#### DATASET CONTENT

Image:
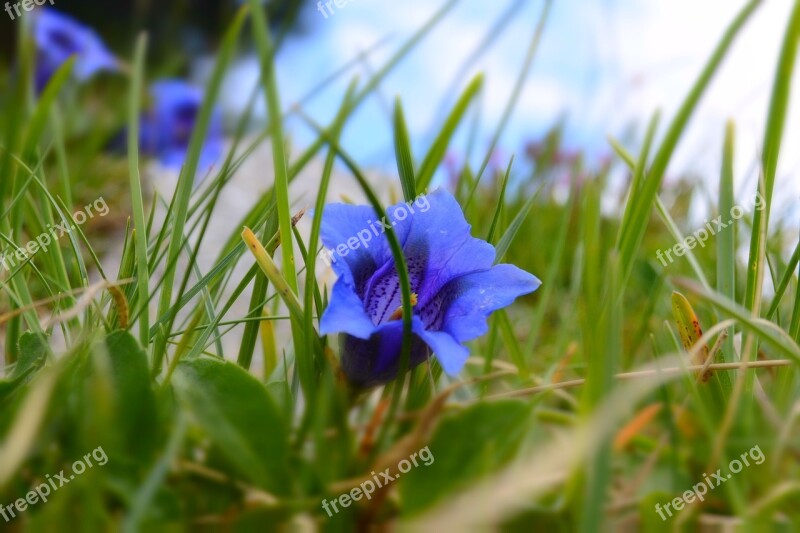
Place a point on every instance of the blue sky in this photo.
(603, 65)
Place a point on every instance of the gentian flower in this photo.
(58, 37)
(166, 128)
(454, 281)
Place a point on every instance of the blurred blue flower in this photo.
(166, 128)
(455, 283)
(58, 37)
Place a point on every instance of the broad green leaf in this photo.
(465, 447)
(237, 413)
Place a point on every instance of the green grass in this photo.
(580, 409)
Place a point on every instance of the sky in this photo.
(603, 67)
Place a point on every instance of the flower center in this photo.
(398, 313)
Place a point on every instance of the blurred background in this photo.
(603, 67)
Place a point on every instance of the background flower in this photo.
(58, 37)
(451, 273)
(167, 127)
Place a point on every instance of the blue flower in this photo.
(455, 283)
(166, 128)
(58, 37)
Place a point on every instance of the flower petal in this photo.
(439, 239)
(376, 360)
(469, 300)
(358, 225)
(345, 313)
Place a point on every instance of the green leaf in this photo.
(135, 407)
(237, 413)
(402, 149)
(466, 446)
(32, 350)
(439, 147)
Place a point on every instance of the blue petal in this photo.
(376, 360)
(470, 299)
(439, 241)
(58, 37)
(345, 313)
(359, 225)
(168, 126)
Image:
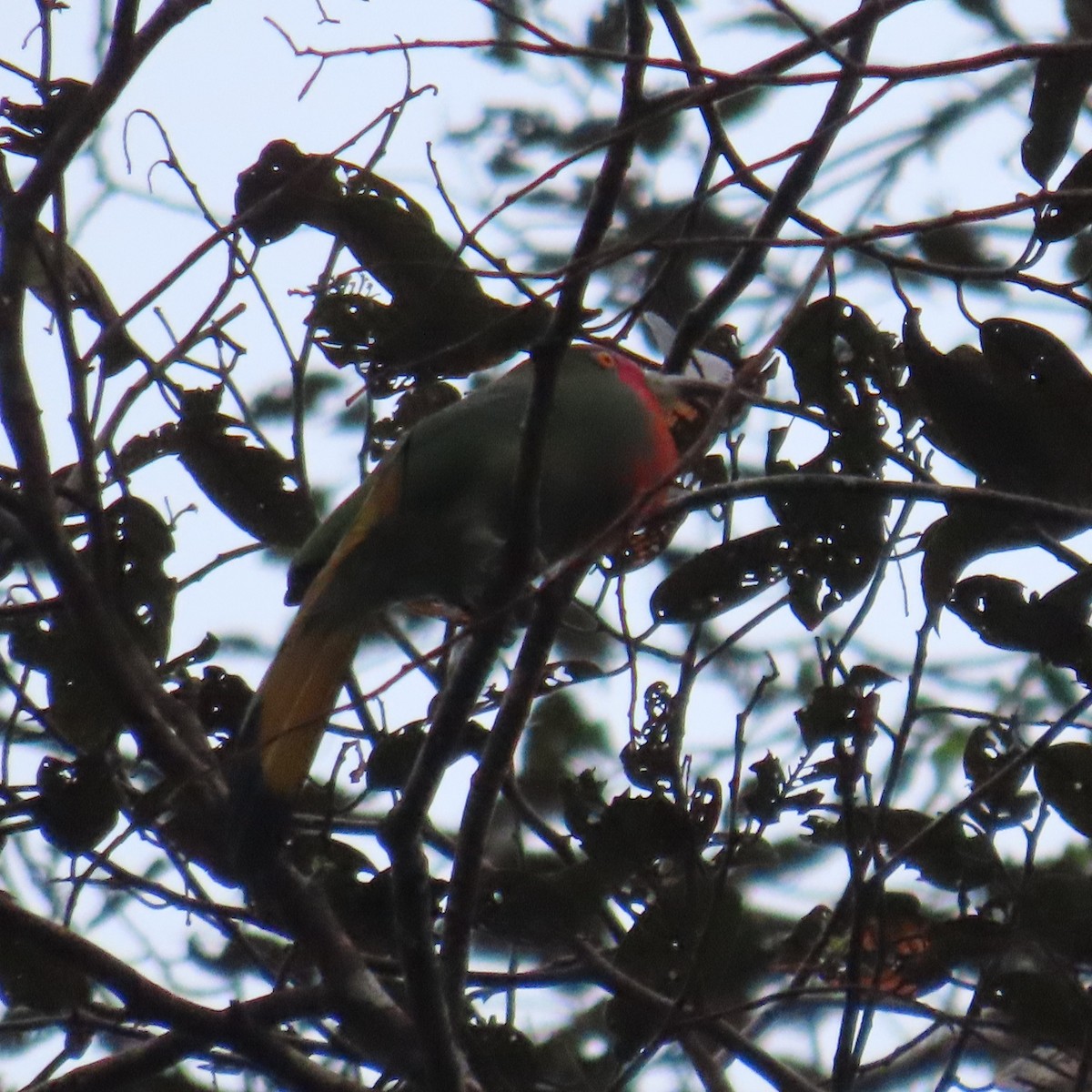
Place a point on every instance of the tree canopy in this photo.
(793, 787)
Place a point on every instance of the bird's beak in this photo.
(688, 402)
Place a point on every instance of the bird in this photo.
(430, 525)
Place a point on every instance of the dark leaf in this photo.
(254, 486)
(1068, 213)
(950, 855)
(1054, 627)
(723, 577)
(77, 803)
(1064, 776)
(989, 749)
(1062, 85)
(35, 124)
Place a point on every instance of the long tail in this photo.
(283, 729)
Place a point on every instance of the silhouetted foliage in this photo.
(794, 782)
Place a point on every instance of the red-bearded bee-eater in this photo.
(430, 523)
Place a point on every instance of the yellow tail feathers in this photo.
(295, 699)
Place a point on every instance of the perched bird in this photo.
(430, 524)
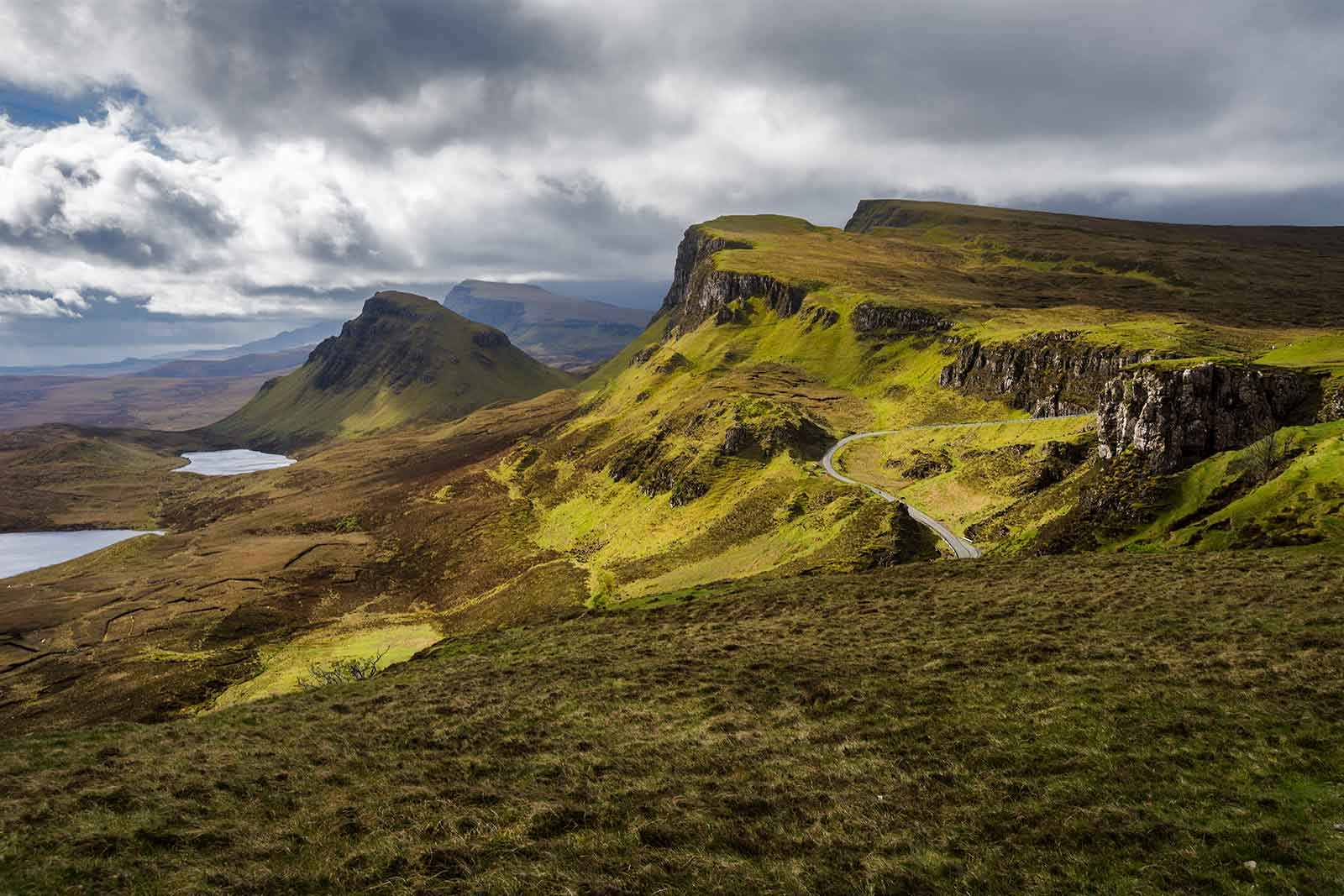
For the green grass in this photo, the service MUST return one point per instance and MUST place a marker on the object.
(282, 665)
(417, 362)
(990, 468)
(1215, 506)
(1319, 351)
(1139, 725)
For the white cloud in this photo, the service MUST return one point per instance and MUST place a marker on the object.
(398, 141)
(29, 305)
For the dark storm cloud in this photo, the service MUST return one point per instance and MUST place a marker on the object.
(286, 154)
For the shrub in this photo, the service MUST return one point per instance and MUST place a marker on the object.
(342, 671)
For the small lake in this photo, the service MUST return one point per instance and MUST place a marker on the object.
(24, 551)
(233, 463)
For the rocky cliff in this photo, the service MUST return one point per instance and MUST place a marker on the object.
(1046, 374)
(869, 317)
(1173, 418)
(701, 291)
(403, 359)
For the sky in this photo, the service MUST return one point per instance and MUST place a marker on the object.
(192, 172)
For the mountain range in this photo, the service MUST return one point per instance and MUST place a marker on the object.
(570, 333)
(958, 550)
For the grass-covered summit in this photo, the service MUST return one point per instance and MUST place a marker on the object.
(405, 358)
(569, 333)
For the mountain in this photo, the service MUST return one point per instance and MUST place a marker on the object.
(241, 365)
(174, 396)
(570, 333)
(108, 369)
(662, 577)
(403, 359)
(288, 340)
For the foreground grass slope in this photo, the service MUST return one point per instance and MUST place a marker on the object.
(1116, 725)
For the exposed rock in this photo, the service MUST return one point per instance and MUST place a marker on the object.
(701, 291)
(1058, 461)
(904, 540)
(490, 338)
(1047, 374)
(867, 317)
(1173, 418)
(1332, 403)
(781, 427)
(819, 317)
(1113, 500)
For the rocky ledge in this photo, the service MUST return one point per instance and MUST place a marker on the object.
(1046, 374)
(1173, 418)
(701, 291)
(869, 317)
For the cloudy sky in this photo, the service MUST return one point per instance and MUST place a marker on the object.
(192, 172)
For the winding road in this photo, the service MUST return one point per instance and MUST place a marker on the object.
(964, 550)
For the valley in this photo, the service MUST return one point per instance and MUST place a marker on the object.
(968, 506)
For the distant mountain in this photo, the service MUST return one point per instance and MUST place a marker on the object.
(293, 338)
(304, 338)
(405, 358)
(108, 369)
(245, 365)
(570, 333)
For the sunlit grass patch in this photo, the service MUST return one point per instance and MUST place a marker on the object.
(284, 665)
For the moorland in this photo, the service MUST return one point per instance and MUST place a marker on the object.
(636, 637)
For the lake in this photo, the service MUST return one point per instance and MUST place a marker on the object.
(24, 551)
(233, 463)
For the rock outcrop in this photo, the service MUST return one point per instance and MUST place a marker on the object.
(1332, 403)
(1173, 418)
(701, 291)
(386, 344)
(1047, 374)
(869, 317)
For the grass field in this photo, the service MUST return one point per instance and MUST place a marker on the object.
(1142, 725)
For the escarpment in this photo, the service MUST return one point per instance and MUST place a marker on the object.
(1173, 418)
(387, 344)
(701, 291)
(403, 359)
(869, 317)
(1046, 374)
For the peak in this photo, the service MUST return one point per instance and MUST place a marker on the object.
(401, 300)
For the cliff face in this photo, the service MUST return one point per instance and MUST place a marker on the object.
(699, 291)
(382, 344)
(1048, 374)
(403, 359)
(1173, 418)
(869, 317)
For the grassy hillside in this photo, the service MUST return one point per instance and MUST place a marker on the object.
(569, 333)
(403, 359)
(1116, 725)
(689, 458)
(678, 508)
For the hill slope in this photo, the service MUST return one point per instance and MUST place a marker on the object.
(570, 333)
(405, 358)
(1142, 725)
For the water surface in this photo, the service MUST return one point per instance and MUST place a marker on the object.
(233, 463)
(24, 551)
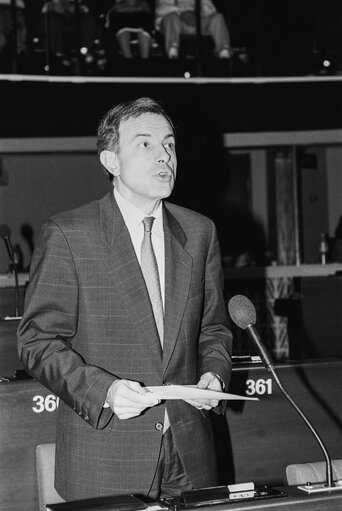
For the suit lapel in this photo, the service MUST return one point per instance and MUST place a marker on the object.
(123, 267)
(178, 267)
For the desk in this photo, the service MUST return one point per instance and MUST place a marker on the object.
(294, 501)
(255, 440)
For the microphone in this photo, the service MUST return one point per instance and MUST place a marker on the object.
(243, 313)
(5, 234)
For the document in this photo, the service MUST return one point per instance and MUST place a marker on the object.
(193, 392)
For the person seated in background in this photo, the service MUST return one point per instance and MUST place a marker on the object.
(6, 25)
(176, 17)
(66, 28)
(131, 17)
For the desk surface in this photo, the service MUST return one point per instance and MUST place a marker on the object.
(295, 500)
(282, 271)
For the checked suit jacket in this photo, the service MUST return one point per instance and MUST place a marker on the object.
(88, 320)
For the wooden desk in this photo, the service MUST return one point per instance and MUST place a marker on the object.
(255, 440)
(295, 500)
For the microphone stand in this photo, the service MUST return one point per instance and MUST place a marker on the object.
(270, 367)
(14, 271)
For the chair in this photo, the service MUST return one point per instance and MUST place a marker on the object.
(45, 466)
(301, 473)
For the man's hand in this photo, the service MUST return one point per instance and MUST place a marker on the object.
(128, 398)
(207, 381)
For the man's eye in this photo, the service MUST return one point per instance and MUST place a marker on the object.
(143, 144)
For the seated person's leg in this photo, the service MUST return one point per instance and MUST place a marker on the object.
(215, 26)
(5, 26)
(144, 44)
(124, 39)
(171, 29)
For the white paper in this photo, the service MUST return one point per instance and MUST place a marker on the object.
(193, 392)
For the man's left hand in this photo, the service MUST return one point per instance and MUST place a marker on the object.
(207, 381)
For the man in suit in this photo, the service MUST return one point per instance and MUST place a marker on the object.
(99, 326)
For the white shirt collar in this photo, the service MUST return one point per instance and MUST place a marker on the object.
(133, 216)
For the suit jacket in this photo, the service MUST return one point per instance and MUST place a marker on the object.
(88, 320)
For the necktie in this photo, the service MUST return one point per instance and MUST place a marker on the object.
(150, 271)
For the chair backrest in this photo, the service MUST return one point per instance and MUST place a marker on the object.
(45, 466)
(301, 473)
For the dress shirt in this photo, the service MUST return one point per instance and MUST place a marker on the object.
(133, 218)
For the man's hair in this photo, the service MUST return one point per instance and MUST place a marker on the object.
(108, 130)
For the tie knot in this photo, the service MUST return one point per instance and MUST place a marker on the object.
(148, 222)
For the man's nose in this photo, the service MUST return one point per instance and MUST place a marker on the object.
(163, 155)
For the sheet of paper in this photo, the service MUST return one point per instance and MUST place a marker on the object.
(192, 392)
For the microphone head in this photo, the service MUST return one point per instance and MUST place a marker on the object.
(5, 231)
(242, 311)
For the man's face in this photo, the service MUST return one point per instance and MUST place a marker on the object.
(146, 162)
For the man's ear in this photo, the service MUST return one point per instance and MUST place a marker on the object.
(110, 162)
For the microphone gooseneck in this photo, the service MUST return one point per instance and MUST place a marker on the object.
(243, 313)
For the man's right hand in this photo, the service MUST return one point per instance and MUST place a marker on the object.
(128, 398)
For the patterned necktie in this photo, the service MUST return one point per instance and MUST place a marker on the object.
(151, 275)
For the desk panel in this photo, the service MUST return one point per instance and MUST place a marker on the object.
(268, 435)
(255, 440)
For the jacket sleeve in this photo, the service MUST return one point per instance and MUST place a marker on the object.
(49, 323)
(215, 341)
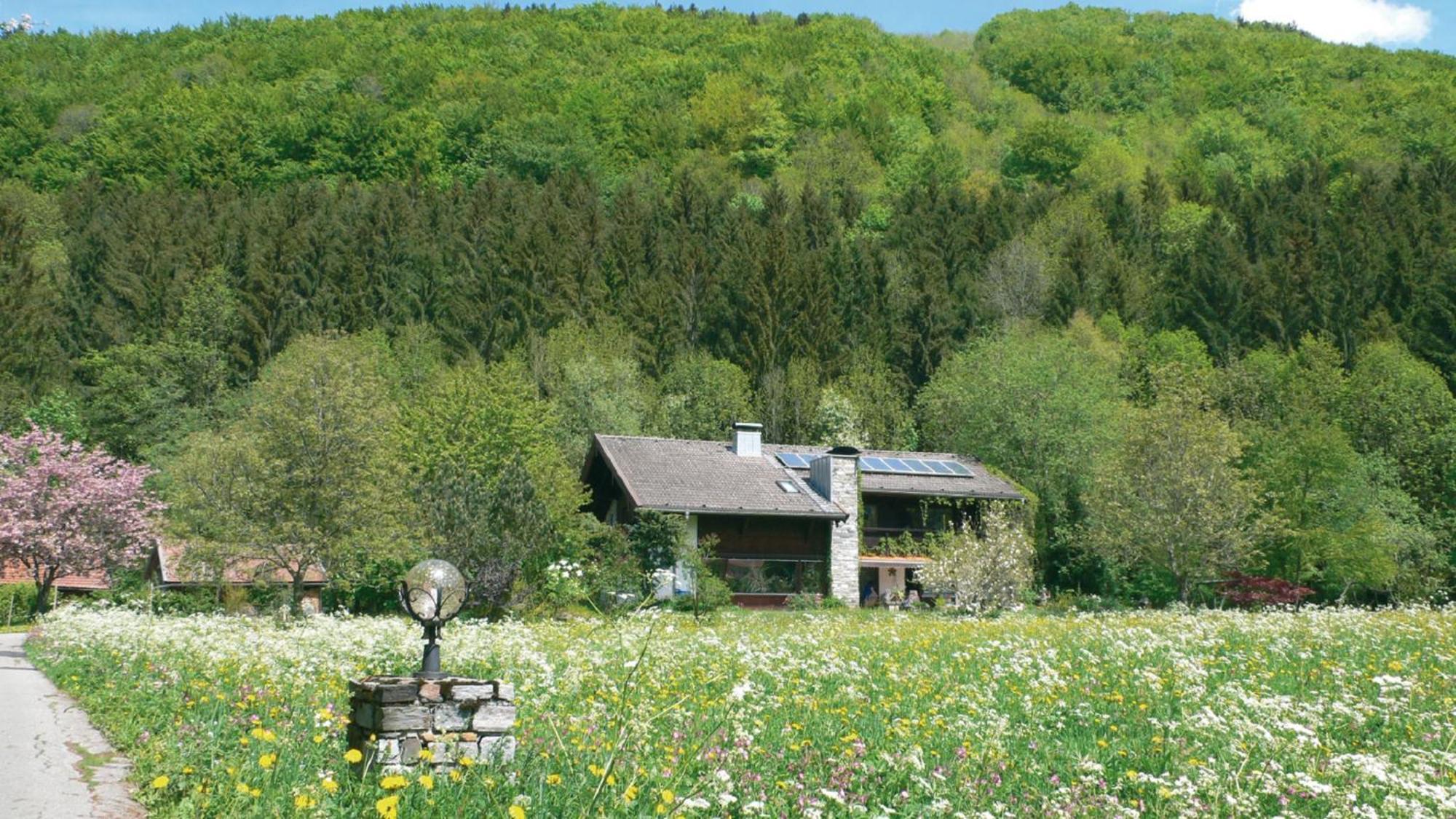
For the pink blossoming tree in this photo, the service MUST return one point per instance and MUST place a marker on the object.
(66, 509)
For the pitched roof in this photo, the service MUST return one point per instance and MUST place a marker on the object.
(175, 570)
(707, 475)
(982, 483)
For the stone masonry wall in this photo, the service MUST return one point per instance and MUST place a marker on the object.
(844, 547)
(394, 719)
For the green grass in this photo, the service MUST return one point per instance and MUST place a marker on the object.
(1310, 713)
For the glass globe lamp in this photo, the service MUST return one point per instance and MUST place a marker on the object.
(432, 593)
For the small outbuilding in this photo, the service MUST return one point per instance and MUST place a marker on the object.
(170, 567)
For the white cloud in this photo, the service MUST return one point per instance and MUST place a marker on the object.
(1345, 21)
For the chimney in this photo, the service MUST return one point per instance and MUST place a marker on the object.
(836, 477)
(748, 439)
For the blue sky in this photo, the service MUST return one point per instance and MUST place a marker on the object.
(1396, 24)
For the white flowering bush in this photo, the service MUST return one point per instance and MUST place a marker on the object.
(982, 571)
(17, 25)
(566, 583)
(1310, 713)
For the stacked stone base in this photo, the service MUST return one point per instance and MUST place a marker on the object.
(397, 717)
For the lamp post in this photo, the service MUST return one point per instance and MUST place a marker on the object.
(432, 593)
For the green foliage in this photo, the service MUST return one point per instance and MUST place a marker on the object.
(488, 477)
(1033, 403)
(703, 397)
(17, 602)
(595, 385)
(657, 537)
(301, 477)
(1173, 496)
(1049, 151)
(708, 592)
(669, 221)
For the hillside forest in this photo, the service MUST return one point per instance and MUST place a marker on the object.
(368, 283)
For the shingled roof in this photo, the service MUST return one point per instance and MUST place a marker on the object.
(708, 477)
(982, 483)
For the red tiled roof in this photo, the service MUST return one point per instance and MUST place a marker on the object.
(14, 571)
(177, 571)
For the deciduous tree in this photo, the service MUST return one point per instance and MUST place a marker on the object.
(66, 509)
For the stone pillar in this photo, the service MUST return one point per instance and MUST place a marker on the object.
(397, 717)
(836, 477)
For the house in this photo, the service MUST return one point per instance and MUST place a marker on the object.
(170, 569)
(793, 519)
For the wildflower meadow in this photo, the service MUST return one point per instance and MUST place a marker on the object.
(1301, 713)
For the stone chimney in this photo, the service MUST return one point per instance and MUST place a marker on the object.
(748, 439)
(836, 477)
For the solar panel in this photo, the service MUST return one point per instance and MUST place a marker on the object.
(915, 467)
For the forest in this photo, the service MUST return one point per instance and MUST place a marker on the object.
(1189, 282)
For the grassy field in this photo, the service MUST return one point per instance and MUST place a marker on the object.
(803, 714)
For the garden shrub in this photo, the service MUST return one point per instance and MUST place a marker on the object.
(982, 573)
(1251, 592)
(17, 602)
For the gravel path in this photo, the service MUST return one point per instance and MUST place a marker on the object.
(53, 762)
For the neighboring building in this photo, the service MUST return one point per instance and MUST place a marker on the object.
(170, 569)
(793, 518)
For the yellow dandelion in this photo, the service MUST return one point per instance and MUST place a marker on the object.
(394, 781)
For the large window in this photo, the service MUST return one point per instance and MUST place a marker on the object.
(771, 576)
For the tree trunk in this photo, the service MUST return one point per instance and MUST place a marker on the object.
(296, 593)
(44, 580)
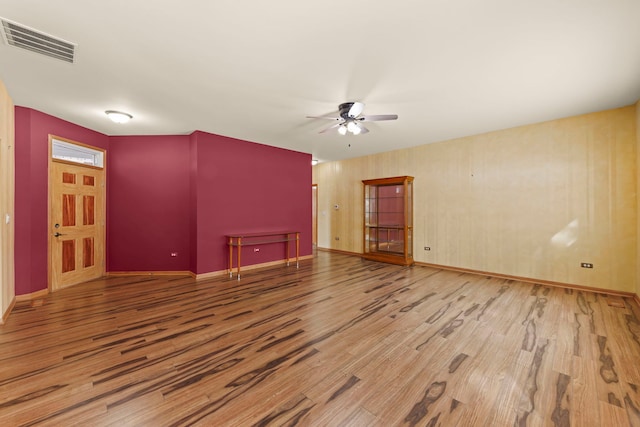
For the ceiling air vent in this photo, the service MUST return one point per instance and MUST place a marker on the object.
(36, 41)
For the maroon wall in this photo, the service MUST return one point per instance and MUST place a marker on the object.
(164, 194)
(245, 187)
(148, 203)
(32, 156)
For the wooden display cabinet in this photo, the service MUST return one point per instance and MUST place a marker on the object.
(388, 220)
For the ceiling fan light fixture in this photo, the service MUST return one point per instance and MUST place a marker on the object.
(118, 116)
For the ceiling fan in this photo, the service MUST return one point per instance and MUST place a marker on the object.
(350, 119)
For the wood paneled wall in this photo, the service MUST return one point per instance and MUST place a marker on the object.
(7, 202)
(533, 201)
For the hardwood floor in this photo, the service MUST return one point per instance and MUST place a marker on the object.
(338, 342)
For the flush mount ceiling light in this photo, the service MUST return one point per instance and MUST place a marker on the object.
(118, 116)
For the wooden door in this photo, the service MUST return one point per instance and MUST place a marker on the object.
(77, 236)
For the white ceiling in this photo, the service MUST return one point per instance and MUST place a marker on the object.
(254, 69)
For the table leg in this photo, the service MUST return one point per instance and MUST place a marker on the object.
(239, 250)
(230, 257)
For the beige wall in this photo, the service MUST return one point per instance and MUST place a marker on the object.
(533, 201)
(7, 186)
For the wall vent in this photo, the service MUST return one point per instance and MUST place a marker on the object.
(18, 35)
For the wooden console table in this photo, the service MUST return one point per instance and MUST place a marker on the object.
(251, 239)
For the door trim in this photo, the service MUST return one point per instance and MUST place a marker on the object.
(102, 268)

########

→ REQUIREMENTS
Return, word for word, every line from the line with "For the table" to the final line of the data.

→ COMPLETED TASK
For the table leg in this photo, the service MUST return one point per instance and MUST place a marker on the object.
(239, 250)
(230, 257)
For the beige wall in this photo, the service MUST return one point per instance and MUST place a marker on the object.
(533, 201)
(7, 186)
For the wall vent in this photo, the service MUST return one point per instance and MUST place a marker on the object.
(18, 35)
For the wooden console table in this photo, the service MUST return one point per instance and MUST place a marker on the object.
(251, 239)
For the door trim in this photo, the service MUST return one point per instance and MUST place a marker on the object.
(102, 268)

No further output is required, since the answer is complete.